==== Source extract ====

The latest AI scaling graph – and why it hardly makes sense

(garymarcus.substack.com)

27 points | by nsoonhui 5 hours ago ago

14 comments

  • Sharlin 3 hours ago

    > Unfortunately, literally none of the tweets we saw even considered the possibility that a problematic graph specific to software tasks might not generalize to literally all other aspects of cognition.

    How am I not surprised?

  • yorwba 4 hours ago

    > you could probably put together one reasonable collection of word counting and question answering tasks with average human time of 30 seconds and another collection with an average human time of 20 minutes where GPT-4 would hit 50% accuracy on each.

    So do this and pick the one where humans do best. I doubt that doing so would show all progress to be illusory.

    But it would certainly be interesting to know what the easiest thing is that a human can do but current AIs struggle with.

==== Given information ====

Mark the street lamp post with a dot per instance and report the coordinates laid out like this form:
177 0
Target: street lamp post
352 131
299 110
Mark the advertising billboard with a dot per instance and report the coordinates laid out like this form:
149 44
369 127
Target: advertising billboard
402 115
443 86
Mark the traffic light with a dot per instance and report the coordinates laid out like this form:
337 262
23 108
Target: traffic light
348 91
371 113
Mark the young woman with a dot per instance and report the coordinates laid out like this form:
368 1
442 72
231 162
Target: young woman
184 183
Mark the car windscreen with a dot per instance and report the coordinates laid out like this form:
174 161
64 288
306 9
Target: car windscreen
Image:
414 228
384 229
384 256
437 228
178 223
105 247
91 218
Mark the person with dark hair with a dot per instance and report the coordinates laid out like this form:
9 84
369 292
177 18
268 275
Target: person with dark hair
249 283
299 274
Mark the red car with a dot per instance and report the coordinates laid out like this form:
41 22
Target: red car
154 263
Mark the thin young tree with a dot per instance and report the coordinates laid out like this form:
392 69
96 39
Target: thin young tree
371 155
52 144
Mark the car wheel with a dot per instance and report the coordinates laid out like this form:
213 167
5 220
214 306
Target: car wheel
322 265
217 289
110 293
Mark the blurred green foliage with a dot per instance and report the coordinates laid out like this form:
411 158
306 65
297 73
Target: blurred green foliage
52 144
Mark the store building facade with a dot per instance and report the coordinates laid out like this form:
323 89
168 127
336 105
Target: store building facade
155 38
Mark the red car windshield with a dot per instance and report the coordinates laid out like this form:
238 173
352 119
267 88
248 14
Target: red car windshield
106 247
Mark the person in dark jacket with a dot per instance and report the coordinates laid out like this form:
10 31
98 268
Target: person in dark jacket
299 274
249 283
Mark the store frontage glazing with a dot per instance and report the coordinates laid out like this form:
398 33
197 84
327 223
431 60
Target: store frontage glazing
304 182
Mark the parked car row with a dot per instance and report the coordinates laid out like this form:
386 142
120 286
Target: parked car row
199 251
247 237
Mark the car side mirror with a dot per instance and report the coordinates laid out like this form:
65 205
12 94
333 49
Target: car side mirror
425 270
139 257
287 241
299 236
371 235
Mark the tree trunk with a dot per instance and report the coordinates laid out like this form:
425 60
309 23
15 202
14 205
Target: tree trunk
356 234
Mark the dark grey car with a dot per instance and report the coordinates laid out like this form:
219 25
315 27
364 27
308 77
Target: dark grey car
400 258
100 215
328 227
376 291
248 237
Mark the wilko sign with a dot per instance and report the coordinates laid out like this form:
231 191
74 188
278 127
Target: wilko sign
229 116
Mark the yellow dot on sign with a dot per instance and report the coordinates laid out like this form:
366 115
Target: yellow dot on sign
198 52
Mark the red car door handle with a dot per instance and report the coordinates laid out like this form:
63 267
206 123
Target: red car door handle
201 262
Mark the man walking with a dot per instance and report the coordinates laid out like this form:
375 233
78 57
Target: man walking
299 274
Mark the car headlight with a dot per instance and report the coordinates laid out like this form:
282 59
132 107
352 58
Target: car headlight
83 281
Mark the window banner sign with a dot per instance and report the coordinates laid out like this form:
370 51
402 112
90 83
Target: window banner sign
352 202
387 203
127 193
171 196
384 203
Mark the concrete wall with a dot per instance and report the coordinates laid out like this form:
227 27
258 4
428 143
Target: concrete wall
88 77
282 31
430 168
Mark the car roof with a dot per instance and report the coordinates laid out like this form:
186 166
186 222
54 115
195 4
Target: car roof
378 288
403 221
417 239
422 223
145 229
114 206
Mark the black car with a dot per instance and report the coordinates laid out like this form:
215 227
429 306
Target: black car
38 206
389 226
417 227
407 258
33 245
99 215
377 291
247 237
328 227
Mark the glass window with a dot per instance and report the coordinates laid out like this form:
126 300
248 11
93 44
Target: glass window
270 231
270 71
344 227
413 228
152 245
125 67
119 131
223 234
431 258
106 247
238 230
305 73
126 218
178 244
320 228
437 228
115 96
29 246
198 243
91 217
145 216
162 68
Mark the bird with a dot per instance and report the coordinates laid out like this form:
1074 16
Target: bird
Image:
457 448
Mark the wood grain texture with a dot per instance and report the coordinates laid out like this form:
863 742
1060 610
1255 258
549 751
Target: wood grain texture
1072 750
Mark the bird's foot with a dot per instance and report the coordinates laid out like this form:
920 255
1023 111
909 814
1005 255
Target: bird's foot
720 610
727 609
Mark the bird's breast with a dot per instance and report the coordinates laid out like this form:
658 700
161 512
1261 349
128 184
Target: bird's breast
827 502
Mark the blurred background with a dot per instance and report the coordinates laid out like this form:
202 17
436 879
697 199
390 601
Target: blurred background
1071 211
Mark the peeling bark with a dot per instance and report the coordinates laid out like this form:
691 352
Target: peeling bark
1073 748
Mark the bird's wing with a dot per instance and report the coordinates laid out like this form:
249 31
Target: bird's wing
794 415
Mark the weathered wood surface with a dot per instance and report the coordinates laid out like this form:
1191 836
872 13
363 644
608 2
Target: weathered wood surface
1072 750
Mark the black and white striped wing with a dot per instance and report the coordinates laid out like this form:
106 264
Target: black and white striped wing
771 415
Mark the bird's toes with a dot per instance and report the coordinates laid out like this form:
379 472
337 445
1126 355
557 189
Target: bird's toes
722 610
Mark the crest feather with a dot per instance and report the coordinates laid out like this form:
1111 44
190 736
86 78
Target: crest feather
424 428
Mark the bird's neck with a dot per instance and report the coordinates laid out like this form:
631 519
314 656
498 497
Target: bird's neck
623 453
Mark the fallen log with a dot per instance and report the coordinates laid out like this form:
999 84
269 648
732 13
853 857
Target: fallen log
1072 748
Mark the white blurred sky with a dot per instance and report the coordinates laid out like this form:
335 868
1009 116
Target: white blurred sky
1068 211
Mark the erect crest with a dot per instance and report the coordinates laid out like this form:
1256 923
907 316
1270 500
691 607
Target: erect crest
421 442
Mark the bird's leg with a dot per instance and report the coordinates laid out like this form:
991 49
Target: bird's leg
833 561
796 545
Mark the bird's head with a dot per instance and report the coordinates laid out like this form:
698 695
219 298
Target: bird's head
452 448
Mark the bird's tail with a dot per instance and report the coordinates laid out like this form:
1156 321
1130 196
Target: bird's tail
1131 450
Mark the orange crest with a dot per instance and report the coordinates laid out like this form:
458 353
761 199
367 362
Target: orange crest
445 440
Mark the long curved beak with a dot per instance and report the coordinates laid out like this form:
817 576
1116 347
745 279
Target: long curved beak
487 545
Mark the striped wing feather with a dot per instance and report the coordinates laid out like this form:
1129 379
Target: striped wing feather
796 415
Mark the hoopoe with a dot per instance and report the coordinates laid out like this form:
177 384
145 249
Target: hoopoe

====

» Your assignment: Can you update the thread about the AI scaling graph, beginning at the words "(garymarcus.substack.com)" and stopping after "I not surprised?", with "tweets" changed to "posts"?

» Written response:
(garymarcus.substack.com)

27 points | by nsoonhui 5 hours ago ago

14 comments

  • Sharlin 3 hours ago

    > Unfortunately, literally none of the posts we saw even considered the possibility that a problematic graph specific to software tasks might not generalize to literally all other aspects of cognition.

    How am I not surprised?